◆ PROBLEM 1 ◆
List every issue that the Mississippi election report says voters named as their top concern.
◆ PROBLEM 2 ◆
Carry on the Mississippi election report from its last sentence.

◆ DOCUMENT SEGMENT ◆
• • • • •
From Media reports
JACKSON – More than half of Mississippi voters said the economy was the top issue on their minds as they voted in the presidential race Tuesday, according to a preliminary exit poll conducted for The Associated Press and other news organizations.
The economy was the most important issue, by a wide margin, while the deficit and health care were more distant concerns. A small share of voters listed foreign policy as the most important issue.
As expected, Romney was the heavy favorite in Mississippi and he cruised to an easy victory, defeating Obama by about 12 percentage points, according to the Associated Press.
Romney captured 55 percent of the vote with 661,056 against Obama’s 44 percent and 521,036. This was no surprise in a state that hasn’t voted for a Democratic presidential candidate since Jimmy Carter in 1976.
Senate – Also anticipated, incumbent Republican Sen. Roger Wicker trounced his Democratic challenger, Albert Gore Jr. (no relation to the former vice president and presidential candidate of the same name). According to the AP, Wicker won about 57 percent of the vote.
• • • • •
◆ SUPPLIED ENTRIES ◆
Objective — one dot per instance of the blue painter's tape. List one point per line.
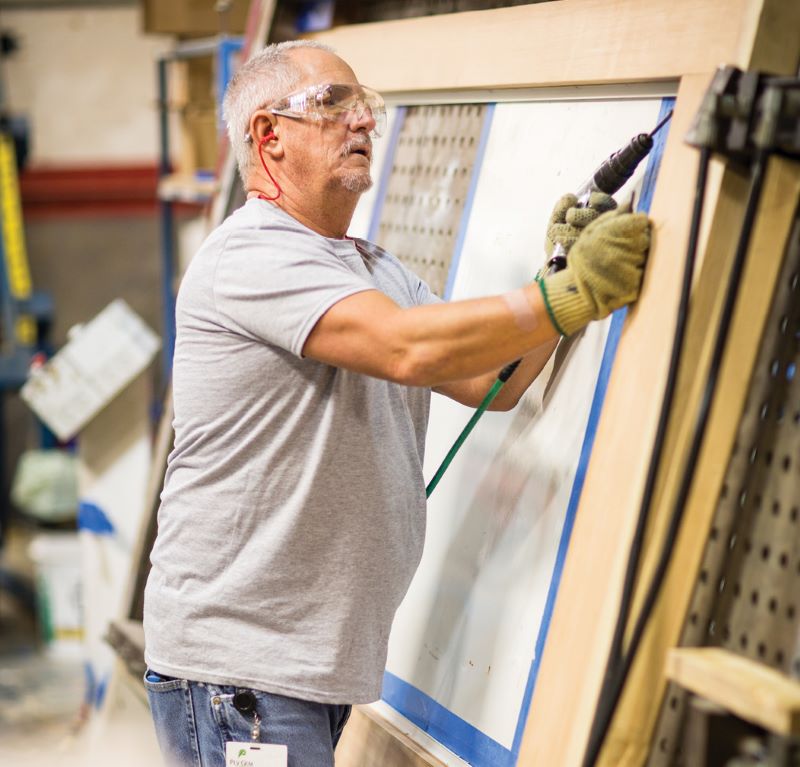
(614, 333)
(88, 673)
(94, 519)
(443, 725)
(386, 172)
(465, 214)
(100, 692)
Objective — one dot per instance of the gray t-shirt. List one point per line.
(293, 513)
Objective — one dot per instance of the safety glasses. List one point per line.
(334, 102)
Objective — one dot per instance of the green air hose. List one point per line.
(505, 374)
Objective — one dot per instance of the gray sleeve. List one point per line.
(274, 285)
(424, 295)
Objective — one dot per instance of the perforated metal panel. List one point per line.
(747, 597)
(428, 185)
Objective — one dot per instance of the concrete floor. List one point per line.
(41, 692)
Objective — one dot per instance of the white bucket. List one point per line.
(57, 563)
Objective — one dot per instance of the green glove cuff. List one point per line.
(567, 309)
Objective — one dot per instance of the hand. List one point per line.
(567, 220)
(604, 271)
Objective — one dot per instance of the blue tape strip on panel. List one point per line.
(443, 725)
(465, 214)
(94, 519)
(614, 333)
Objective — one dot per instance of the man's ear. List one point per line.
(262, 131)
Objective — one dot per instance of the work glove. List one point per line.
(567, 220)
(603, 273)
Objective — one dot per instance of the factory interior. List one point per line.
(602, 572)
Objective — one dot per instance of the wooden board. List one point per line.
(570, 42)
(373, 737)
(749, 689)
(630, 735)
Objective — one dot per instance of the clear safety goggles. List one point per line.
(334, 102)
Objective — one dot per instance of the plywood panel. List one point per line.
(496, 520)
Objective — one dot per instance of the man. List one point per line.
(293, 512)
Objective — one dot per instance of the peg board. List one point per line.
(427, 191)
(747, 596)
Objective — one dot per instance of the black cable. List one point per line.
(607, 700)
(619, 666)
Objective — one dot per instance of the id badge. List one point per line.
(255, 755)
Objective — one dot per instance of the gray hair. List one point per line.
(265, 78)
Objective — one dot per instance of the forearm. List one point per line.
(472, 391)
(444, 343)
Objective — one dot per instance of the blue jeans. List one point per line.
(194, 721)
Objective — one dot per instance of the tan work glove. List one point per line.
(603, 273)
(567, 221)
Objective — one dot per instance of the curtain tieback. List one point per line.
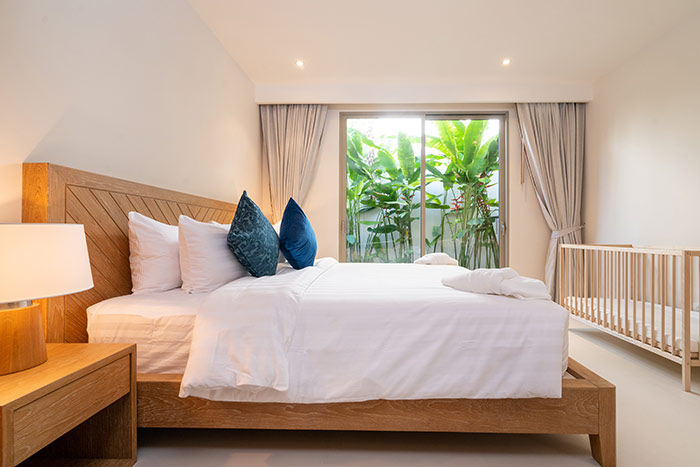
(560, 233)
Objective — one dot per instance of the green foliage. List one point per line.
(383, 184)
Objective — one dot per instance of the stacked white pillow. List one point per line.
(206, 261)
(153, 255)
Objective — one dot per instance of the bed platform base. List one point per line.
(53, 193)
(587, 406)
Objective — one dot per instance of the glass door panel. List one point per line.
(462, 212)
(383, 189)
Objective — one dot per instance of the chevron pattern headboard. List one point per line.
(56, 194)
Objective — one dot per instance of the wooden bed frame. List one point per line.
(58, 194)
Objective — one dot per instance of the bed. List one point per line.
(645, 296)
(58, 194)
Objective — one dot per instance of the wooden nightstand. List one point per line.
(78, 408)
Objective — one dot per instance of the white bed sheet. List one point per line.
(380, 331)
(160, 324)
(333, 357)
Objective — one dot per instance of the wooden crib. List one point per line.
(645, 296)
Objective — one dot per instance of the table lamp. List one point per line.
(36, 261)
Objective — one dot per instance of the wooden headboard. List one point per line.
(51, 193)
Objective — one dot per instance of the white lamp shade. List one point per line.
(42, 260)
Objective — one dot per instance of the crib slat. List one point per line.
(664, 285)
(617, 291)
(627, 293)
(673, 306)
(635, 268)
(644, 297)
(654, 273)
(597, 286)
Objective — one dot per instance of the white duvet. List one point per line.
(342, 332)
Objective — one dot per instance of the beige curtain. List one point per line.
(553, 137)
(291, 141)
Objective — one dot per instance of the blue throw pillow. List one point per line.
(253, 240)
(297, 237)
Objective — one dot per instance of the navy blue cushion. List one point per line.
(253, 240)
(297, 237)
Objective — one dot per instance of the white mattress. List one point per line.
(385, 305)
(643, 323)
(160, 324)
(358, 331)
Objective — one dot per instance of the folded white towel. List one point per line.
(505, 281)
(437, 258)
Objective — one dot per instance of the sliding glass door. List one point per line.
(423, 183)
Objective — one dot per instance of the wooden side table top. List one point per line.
• • • • •
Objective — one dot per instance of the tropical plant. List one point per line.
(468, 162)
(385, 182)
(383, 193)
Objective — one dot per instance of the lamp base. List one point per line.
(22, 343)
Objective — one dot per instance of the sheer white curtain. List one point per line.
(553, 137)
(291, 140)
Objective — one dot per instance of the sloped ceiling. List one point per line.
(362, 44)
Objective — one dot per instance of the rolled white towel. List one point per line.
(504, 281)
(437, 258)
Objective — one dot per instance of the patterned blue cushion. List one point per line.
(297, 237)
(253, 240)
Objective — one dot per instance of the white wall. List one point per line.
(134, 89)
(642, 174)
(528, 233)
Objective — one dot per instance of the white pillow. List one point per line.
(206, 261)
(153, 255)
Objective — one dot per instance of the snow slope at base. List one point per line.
• • • • •
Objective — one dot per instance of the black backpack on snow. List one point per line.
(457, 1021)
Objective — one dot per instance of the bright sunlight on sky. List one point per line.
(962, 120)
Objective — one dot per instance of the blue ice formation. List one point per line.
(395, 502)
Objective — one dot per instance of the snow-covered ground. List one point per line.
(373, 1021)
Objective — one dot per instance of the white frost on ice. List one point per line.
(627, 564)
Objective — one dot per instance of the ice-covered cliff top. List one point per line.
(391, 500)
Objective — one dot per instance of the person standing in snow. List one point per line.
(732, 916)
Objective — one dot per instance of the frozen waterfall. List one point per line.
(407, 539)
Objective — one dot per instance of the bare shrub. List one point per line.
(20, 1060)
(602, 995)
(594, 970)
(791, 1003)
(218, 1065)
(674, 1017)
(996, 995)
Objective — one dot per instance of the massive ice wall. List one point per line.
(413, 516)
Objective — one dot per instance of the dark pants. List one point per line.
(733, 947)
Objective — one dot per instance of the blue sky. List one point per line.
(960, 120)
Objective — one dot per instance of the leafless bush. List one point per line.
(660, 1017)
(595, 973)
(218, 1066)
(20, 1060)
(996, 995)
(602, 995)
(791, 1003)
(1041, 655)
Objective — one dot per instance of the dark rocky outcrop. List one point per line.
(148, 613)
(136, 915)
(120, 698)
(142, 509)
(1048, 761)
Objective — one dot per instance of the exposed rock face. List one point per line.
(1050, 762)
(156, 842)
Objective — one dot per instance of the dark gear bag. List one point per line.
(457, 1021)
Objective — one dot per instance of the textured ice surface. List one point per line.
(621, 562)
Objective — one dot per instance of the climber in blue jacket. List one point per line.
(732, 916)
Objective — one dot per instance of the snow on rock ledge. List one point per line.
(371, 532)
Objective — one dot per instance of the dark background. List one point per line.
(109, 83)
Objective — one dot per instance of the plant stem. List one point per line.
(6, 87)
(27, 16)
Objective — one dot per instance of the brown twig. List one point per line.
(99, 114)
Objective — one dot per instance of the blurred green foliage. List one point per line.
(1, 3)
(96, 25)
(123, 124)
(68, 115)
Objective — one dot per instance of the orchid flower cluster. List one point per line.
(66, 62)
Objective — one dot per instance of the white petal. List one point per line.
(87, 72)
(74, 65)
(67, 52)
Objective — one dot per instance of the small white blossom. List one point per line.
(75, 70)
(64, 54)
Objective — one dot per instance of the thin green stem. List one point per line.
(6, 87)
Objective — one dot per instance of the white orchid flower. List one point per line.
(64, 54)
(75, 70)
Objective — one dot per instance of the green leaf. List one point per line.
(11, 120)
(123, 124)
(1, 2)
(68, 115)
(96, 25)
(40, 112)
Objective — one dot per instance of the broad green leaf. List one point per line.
• • • • •
◆ REPLY 1 ◆
economy, deficit, health care, foreign policy

◆ REPLY 2 ◆
House – The party balance of Mississippi’s congressional delegation was unchanged, with voters reelecting all four incumbents – including three Republicans and one Democrat – according to the AP. These include freshman Republican Steven Palazzo, who unseated Democrat Gene Taylor in 2010, and who benefited from Taylor’s decision not to attempt a comeback
Supreme Court results:
Supreme Court District 1 Position 1
449 of 614 precincts – 73 percent
Incumbent Bill Waller retains his seat with 55 percent of the vote with 143,813 against Earle Banks, Una 116,992 – 45 percent
Supreme Court District 2 Position 3
628 of 665 precincts – 94 percent
x – Mike Randolph, Una 230,621 – 77 percent
Talmadge Braddock, Una 69,704 – 23 percent
Supreme Court District 3 Position 3
528 of 638 precincts – 83 percent
x – Josiah Coleman, Una 160,892 – 58 percent
Richard Phillips, Una 117,936 – 42 percent
Appeals Court District 2 Position 2
311 of 377 precincts – 82 percent
x – Ceola James, Una 71,197 – 63 percent
Ermea Russell, Una 42,292 – 37 percent
Other preliminary results from exit polling in Mississippi:
Family Finances – A sizeable share of voters said they think their financial situation is worse now than it was four years ago. Smaller shares said their financial situation is about the same or better.
Religion – More than half of voters said they attend religious services once a week.
Minds made up long ago – A large majority said they made up their minds in the presidential race before September.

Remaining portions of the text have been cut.